I never knew my parents to be affectionate with each other. In fact, my mother once showed me a photo of my parents at an office Christmas party that confused me to no end. My mother was sitting on my father’s lap with her arm lovingly wrapped around his neck like a scarf. My father’s eyes were not blurred or half-shut. He was smiling enthusiastically, genuinely. I didn’t recognize these people as my parents. This had to be some sort of performance they were putting on… some kind of play for the party goers. But it was just simply a singular moment in time, caught on Polaroid film with “Christmas Party ‘88” written in blue pen across the bottom.

My mom told my father to leave shortly after I started 6th grade. I’m not sure how he ended his career as a movie theater manager, but I know that his sobriety, however meaningful at the start, was extremely short lived. He left one afternoon. One day here the next day gone. The night before exiting stage left, he dramatically knocked all the family photos off the wall in the hallway outside my bedroom. It was late at night and there was a great deal of shouting from both my father and mother. My older sister, who at that point was a 19-year-old adult, trapped at home amidst the destruction, joined into the shouting as some point. My brother and I stayed in our rooms. Not wanting to enter into the argument. We simply wanted it all to stop.

We didn’t hear from my dad for a while. He called a couple months after he left to tell us that he had given away our dog. Our mother insisted he take our beagle with him when she kicked him out. She was more than a little annoying, as beagles can sometimes be, barking and howling at just about anything that either moved, made noise or existed on her plain of consciousness. My father has placed her in the care of some extended family members... which may or may not have been code for the pound or a grassy clearing off the side of the highway.

——————————

*WRITTEN EXERCISE 1*.
Copy the passage about the narrator's parents word for word from "I never knew" to "across the bottom.".
*WRITTEN EXERCISE 2*.
Answer these questions using the passage about the narrator's parents:
(a) What was written across the bottom of the Polaroid photo, and in what color of pen?
(b) How old was the narrator's older sister on the night the father knocked the photos off the wall?
(c) What breed was the family dog?
*WRITTEN EXERCISE 3*.
Take the passage about the narrator's parents further by writing what comes next after its final sentence.

*DATASET CONTENT*.
——————————

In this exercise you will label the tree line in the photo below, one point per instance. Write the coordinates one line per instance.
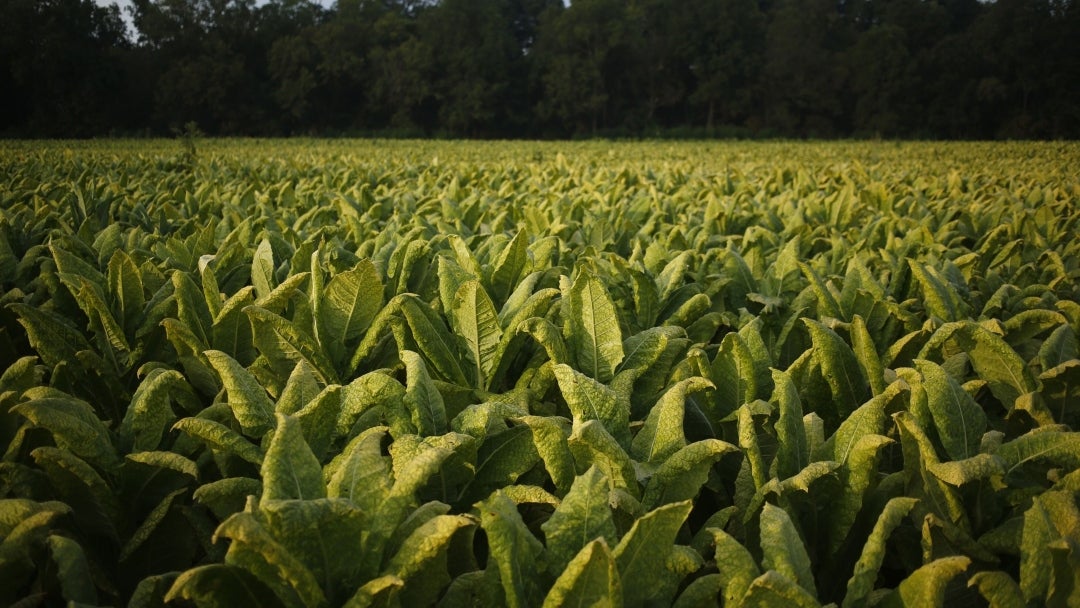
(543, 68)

——————————

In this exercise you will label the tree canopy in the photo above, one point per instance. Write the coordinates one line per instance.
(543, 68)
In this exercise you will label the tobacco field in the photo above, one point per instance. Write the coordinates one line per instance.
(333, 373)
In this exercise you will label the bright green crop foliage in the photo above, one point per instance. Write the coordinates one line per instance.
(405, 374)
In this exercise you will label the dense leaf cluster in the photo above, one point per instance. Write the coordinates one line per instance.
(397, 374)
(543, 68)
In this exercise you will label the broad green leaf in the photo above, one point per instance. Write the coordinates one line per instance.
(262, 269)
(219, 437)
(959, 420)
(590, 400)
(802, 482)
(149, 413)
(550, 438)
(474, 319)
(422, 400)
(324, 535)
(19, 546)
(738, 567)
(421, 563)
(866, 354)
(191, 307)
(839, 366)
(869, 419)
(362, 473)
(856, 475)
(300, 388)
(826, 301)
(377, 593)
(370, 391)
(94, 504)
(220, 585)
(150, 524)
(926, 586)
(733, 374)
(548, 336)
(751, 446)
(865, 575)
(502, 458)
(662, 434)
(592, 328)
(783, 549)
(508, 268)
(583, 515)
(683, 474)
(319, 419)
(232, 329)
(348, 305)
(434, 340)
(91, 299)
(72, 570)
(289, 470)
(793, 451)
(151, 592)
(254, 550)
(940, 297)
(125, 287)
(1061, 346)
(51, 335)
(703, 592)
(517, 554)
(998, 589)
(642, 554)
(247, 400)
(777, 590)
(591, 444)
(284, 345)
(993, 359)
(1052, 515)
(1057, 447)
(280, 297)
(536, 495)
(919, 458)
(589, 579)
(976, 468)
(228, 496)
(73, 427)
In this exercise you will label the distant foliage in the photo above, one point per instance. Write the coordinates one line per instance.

——————————

*TASK RESPONSE 1*.
I never knew my parents to be affectionate with each other. In fact, my mother once showed me a photo of my parents at an office Christmas party that confused me to no end. My mother was sitting on my father’s lap with her arm lovingly wrapped around his neck like a scarf. My father’s eyes were not blurred or half-shut. He was smiling enthusiastically, genuinely. I didn’t recognize these people as my parents. This had to be some sort of performance they were putting on… some kind of play for the party goers. But it was just simply a singular moment in time, caught on Polaroid film with “Christmas Party ‘88” written in blue pen across the bottom.

*TASK RESPONSE 2*.
(a) "Christmas Party ‘88", in blue pen
(b) 19
(c) A beagle

*TASK RESPONSE 3*.
It was at least 2 years before I heard from him again. It was always a simple phone call from somewhere near Houston or San Antonio. It was always about how things were going well. There was always a few minutes of conjecture about the state of Dallas Cowboys Football. And at the end of every call, there was a tearful, “I love you” from my father and an awkward and forced, “I love you” from my end.

The summer before I turned 18, he called and asked if I wanted to go on a fishing trip with him and a couple of my uncles. We would be taking a boat out into the Gulf of Mexico, casting our lines into the brine, retying paternal bonds, listening to Harry Chapin Carpenter sing “Cat’s in the Cradle.” Instead, I spent the entire voyage experiencing sea sickness for the first time in my life. My father was a mixture of disappointed, guilty, embarrassed and fearful that I would never want to speak to him again after the episode. In reality, I just knew that I needed to take a Dramamine and stay on the deck at all times when at sea. I didn’t see him for 4 ½ years after that.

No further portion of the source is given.